__Extrait fourni__.
▬▬▬▬▬▬▬▬▬▬

Novembre-décembre 2023

 

Patrick Modiano, La danseuse

(Gallimard, octobre 2023, 96 pages, 16 €)

 

Note de lecture par Dominique Zinenberg

 

 

La danseuse - 1

 

 

Elle n’a ni nom, ni prénom, elle est juste « la danseuse » un peu comme si elle était l’incarnation de cet art ou son allégorie. C’est même cette façon de la désigner qui participe de la fascination qu’elle exerce sur le narrateur et l’auteur. Elle est « la danseuse » au même titre que dans Les Fleurs du mal, « À une passante » restera à tout jamais cette femme qui n’a fait que passer dans la vie du poète. Patrick Modiano avait déjà pris comme héroïne une danseuse, dans ce délicieux texte pour la jeunesse intitulé Catherine Certitude : la petite fille avait un prénom et un nom, mais sa vie de petite fille abandonnée par une mère, danseuse, partie faire carrière en Amérique, d’un père triste et louche faisait mentir son patronyme d’autant que dès qu’elle dansait, les contours de son existence devenaient flous puisqu’on lui interdisait de danser en portant des lunettes bien qu’elle fût myope. Pourtant c’est ce climat estompé, comme pris dans le brouillard qui la rendait heureuse et libre !

Avec La danseuse ce sont souvent les souvenirs du narrateur qui l’a connue quand il n’était qu’un jeune homme encore incertain sur ce qu’il allait faire de sa vie, qui sont flous. Mais qui s’en étonnerait avec Patrick Modiano ? Ce qui rend tout cotonneux, brumeux, plus encore que dans d’autres récits de lui, c’est la transformation de Paris qui détruit les repères spatiaux qui jusque-là guidaient l’auteur dans ses recherches des traces du passé. Paris est devenu méconnaissable. Le narrateur le dit plusieurs fois avec là encore des accents baudelairiens comme si cette ville lui était devenue étrangère et qu’il n’avait plus accès aux strates antérieures dans lesquelles sa jeunesse avait eu lieu. « Je traversais le boulevard Raspail au même endroit où j’avais cru voir Verzini, la semaine précédente, dans ce Paris que je ne reconnaissais pas. » (p. 94). N’entend-on pas dans les strates littéraires cette fois-ci, dans le palimpseste toujours prêt à faire surface, certains vers du « Cygne » :

 

« Paris change ! mais rien dans ma mélancolie

N’a bougé ! palais neufs, échafaudages, blocs,

Vieux faubourgs, tout pour moi devient allégorie,

Et mes chers souvenirs sont plus lourds que des rocs. »

▬▬▬▬▬▬▬▬▬▬

Données d'annotation par coordonnées:
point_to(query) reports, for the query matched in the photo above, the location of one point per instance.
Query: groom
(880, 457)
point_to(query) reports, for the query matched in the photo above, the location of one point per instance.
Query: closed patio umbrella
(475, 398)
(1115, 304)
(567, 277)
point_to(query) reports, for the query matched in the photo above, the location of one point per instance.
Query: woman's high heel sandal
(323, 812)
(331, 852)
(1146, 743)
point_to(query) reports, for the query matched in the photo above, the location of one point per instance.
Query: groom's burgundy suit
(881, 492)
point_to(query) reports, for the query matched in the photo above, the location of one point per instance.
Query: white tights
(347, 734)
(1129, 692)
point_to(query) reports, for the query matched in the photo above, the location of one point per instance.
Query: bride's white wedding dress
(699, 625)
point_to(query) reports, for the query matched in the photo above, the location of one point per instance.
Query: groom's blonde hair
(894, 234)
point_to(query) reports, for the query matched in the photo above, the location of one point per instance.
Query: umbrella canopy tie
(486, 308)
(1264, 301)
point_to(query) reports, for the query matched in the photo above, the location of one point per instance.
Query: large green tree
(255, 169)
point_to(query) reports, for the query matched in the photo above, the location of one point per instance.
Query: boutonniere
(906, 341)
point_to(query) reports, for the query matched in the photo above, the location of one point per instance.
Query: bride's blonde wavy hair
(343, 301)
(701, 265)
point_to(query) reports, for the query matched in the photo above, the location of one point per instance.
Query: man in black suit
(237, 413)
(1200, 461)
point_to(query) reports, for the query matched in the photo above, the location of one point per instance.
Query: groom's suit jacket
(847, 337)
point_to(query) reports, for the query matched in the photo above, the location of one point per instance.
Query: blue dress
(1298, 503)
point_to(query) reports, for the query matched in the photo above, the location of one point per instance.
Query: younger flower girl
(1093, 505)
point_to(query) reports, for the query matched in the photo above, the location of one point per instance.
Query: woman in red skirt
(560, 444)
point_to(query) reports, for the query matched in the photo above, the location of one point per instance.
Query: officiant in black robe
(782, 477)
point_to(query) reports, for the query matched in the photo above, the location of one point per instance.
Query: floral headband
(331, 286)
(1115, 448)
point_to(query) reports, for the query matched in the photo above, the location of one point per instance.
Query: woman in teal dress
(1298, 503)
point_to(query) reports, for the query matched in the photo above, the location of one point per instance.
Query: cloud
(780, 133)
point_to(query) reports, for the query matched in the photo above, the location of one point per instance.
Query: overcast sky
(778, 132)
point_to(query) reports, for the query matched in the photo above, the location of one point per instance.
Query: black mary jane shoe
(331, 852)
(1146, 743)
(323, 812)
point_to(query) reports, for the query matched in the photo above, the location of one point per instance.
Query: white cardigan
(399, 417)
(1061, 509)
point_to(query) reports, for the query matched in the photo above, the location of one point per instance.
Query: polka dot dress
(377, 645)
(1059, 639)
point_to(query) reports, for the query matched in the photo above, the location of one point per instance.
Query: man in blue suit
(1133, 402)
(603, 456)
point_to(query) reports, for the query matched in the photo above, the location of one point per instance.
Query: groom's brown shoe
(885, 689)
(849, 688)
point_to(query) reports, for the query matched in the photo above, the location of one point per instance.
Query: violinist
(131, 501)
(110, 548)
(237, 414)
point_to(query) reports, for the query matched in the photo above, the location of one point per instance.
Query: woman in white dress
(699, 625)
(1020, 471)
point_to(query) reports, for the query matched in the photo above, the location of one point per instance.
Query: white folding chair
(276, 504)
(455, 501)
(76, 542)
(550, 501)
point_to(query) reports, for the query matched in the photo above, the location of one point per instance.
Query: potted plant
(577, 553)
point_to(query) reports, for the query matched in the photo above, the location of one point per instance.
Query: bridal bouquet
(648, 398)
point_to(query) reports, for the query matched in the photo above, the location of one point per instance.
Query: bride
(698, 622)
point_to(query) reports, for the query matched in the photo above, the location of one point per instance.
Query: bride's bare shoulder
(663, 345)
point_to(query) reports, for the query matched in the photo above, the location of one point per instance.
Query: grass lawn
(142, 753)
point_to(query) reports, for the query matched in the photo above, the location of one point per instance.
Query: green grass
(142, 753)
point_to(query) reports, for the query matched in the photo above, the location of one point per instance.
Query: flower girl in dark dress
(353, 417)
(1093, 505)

▬▬▬▬▬▬▬▬▬▬

__Consignes__.
1/ Repérez chaque ligne des entrées où figure le mot « black », puis recopiez ces lignes.
2/ Reprenez la note de lecture sur La danseuse de Patrick Modiano à partir de son dernier passage et poursuivez-la.
La note de lecture et les entrées n'ont aucun lien entre elles.

__Réponses__.
1/
Query: man in black suit
Query: officiant in black robe
Query: black mary jane shoe

2/
 

Le récit de Patrick Modiano se déploie de trois façons distinctes, créant cette fois-ci des strates narratives qui donnent une perspective et une profondeur de champ délectables. Certains chapitres sont écrits à la troisième personne par un narrateur presque omniscient qui dévoile avec parcimonie quelques secrets de la vie de « la danseuse ». Une pincée de sensualité faite de pudeur et de lâcher prise, comme si la danseuse, en un pas de deux, s’abandonnait, confiante, aux bras d’un danseur. D’autres chapitres – les plus nombreux – sont écrits à la première personne, mais le « je » se scinde en deux : celui qui tente de revivre ce temps révolu où il a « fréquenté » la danseuse et celui du présent d’énonciation qui coïncide avec le présent « méconnaissable » d’aujourd’hui. Dans les chapitres où il déflore son passé de jeune homme cherchant sa voie et dans lequel il narre comment il est devenu écrivain, tout est auréolé de la présence gracieuse et évanescente de la danseuse et de son fils Pierre, fils dont le narrateur s’occupe quand sa mère danse. Dans les chapitres écrits au présent d’énonciation, il déplore les hivers doux (sans le froid, sans la neige), le Paris essentiellement touristique et sans âme et dans lequel même les fantômes ne reviennent qu’avec réticence. Mais la magie du récit de Modiano tient dans l’équilibre parfait entre les différents chapitres et sans aucun doute à la présence lointaine et vivante de cette danseuse toute d’élégance, de grâce et de beauté. Même ses défauts, ses esquives, sa légèreté créent une aura sur tout le texte – elle est un cygne déjà pris dans les volutes du passé, mais elle danse à l’infini dans nos esprits enchantés par cet état de grâce impalpable que Patrick Modiano nous offre.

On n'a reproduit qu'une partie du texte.